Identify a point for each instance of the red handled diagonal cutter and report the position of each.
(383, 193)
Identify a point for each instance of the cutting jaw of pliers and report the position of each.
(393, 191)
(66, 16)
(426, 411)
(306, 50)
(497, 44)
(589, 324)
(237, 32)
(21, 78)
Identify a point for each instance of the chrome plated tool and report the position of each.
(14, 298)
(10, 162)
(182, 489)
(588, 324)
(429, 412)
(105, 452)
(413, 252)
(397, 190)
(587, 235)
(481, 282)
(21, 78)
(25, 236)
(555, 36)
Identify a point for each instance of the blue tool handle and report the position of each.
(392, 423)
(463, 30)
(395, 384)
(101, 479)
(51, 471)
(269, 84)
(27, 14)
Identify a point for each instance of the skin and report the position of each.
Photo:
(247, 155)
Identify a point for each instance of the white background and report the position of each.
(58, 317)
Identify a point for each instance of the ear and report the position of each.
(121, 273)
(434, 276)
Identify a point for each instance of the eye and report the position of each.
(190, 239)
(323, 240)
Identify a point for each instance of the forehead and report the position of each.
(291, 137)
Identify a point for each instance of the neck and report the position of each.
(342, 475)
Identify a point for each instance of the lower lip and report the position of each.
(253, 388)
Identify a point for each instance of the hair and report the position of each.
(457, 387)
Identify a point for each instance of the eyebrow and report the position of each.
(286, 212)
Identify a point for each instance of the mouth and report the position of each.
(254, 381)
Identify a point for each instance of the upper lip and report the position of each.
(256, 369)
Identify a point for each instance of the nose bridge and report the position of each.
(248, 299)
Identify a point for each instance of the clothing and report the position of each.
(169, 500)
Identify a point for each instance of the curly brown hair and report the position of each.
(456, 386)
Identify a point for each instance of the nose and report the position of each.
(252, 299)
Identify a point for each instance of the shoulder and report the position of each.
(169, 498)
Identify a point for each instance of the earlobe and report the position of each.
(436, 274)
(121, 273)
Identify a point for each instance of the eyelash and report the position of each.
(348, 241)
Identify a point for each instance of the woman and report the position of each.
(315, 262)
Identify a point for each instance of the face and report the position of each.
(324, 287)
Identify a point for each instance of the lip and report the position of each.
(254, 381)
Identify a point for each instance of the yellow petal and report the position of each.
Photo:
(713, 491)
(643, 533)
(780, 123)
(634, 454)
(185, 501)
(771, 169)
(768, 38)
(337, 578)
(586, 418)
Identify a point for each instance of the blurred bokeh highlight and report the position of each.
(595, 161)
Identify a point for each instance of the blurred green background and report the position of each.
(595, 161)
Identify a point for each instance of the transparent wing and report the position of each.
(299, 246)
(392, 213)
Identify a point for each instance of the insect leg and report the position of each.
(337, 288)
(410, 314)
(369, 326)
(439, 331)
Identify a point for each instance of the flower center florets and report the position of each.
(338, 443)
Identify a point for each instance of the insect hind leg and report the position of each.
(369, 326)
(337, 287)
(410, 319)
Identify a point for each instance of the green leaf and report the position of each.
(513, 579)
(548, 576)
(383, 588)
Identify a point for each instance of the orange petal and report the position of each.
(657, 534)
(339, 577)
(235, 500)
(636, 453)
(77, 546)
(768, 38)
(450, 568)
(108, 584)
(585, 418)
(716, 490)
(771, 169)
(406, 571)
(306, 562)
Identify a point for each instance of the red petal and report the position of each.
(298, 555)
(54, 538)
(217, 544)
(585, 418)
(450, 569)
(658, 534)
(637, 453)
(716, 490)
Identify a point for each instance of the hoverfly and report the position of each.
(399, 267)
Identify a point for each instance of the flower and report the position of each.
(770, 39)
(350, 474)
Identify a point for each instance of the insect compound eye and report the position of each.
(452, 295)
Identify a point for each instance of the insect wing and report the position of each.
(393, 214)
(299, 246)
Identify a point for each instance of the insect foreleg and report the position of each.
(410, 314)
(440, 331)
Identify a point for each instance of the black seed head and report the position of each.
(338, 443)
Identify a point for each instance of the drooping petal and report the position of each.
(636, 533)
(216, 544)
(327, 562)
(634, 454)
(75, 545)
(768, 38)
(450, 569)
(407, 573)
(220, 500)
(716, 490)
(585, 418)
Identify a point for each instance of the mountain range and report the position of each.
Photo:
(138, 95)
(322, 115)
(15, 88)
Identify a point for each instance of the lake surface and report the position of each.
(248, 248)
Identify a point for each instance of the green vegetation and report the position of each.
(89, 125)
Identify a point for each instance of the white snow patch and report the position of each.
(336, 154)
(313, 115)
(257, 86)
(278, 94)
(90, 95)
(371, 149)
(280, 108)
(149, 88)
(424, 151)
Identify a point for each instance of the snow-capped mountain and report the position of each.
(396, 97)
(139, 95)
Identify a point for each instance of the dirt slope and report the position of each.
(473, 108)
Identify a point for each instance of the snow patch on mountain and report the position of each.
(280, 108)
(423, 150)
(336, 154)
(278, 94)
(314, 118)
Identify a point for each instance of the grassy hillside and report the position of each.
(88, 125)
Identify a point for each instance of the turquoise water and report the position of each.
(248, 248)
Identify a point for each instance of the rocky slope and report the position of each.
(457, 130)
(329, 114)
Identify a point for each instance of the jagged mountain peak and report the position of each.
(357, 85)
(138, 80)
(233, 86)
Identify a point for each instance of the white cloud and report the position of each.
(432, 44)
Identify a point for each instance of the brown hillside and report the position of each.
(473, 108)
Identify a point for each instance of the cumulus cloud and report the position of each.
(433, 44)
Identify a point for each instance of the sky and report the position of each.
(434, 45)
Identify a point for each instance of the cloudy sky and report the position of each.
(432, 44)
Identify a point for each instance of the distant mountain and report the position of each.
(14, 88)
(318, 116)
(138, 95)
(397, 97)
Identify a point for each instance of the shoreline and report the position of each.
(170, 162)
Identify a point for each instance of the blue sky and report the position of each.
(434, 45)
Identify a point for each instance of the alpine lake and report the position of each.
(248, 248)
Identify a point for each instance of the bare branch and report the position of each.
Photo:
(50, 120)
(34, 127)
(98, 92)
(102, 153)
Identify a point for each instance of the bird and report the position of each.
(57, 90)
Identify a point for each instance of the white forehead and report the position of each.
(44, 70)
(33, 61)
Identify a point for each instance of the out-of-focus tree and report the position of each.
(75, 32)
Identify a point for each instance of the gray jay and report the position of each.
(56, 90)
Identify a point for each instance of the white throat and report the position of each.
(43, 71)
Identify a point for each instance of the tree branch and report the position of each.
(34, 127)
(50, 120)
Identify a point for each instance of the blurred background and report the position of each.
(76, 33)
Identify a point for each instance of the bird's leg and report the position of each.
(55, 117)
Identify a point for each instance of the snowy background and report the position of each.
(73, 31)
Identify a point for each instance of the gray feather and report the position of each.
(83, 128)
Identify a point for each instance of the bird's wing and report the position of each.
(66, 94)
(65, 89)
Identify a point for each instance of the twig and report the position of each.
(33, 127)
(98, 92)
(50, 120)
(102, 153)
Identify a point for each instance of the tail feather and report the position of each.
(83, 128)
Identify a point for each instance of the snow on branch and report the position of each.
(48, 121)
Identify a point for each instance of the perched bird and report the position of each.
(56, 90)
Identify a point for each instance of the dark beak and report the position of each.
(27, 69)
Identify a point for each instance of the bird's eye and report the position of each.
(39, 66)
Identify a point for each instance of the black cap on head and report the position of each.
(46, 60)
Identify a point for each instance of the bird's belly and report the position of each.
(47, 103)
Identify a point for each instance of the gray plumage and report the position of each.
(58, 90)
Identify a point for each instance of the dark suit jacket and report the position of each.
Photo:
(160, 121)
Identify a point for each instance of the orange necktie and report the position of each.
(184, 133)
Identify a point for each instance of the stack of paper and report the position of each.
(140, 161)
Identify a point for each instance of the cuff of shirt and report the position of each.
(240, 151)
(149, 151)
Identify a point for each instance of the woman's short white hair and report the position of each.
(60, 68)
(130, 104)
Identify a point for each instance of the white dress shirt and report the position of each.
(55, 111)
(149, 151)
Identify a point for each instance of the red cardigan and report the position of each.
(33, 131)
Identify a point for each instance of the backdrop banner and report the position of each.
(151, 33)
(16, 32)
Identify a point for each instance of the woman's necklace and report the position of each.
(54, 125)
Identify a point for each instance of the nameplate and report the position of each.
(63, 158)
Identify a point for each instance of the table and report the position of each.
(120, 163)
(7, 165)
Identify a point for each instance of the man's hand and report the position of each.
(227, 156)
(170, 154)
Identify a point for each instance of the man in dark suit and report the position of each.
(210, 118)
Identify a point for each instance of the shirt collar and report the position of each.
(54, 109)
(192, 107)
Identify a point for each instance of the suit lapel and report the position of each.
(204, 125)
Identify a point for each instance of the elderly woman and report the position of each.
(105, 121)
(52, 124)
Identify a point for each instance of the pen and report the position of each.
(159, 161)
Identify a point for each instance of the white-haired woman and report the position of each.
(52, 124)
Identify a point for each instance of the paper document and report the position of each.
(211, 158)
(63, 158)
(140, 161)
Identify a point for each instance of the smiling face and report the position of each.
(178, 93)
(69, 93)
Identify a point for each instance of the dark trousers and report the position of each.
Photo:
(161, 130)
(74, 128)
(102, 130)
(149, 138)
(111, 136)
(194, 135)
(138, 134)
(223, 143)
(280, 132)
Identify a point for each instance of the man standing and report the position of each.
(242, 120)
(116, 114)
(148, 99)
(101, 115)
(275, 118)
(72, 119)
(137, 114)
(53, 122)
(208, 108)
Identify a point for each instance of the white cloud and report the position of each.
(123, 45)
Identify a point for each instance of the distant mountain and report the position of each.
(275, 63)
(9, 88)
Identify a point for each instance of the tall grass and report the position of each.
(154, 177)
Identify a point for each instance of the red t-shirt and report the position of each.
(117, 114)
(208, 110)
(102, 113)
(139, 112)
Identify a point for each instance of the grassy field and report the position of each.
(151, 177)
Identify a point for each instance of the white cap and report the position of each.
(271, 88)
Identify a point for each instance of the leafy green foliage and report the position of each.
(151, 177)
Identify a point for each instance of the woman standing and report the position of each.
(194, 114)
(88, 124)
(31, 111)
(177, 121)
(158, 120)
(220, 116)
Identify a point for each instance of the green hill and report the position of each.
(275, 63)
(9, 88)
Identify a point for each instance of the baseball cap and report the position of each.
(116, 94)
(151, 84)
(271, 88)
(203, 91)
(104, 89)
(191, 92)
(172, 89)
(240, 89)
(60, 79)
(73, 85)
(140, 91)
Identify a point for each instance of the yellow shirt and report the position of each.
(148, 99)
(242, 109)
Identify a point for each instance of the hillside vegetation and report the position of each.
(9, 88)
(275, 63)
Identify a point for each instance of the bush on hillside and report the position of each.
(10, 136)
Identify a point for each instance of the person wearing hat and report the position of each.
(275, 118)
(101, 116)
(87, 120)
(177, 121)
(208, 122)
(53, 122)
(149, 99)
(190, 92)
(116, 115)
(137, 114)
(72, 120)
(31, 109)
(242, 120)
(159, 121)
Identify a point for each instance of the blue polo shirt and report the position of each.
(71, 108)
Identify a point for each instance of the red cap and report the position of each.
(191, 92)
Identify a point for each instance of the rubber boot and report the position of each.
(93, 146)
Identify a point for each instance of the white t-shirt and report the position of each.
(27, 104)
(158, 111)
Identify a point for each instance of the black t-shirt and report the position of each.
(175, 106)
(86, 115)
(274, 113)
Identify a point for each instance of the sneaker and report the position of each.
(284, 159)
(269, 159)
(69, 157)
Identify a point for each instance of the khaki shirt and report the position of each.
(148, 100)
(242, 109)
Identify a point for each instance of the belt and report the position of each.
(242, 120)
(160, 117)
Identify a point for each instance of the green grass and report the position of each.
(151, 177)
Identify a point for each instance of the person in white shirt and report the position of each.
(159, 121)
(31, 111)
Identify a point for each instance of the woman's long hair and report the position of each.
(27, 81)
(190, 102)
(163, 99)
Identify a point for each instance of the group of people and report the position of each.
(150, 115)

----

**TO DO**
Copy the listing from the line containing "Identify a point for each instance of the group" through the end of the listing, inclusive, substituting "crowd of spectators" for "group of people" and leaving everything else unchanged.

**COMPLETED EXERCISE**
Identify a point for each instance of the crowd of spectators and report the position of each.
(150, 115)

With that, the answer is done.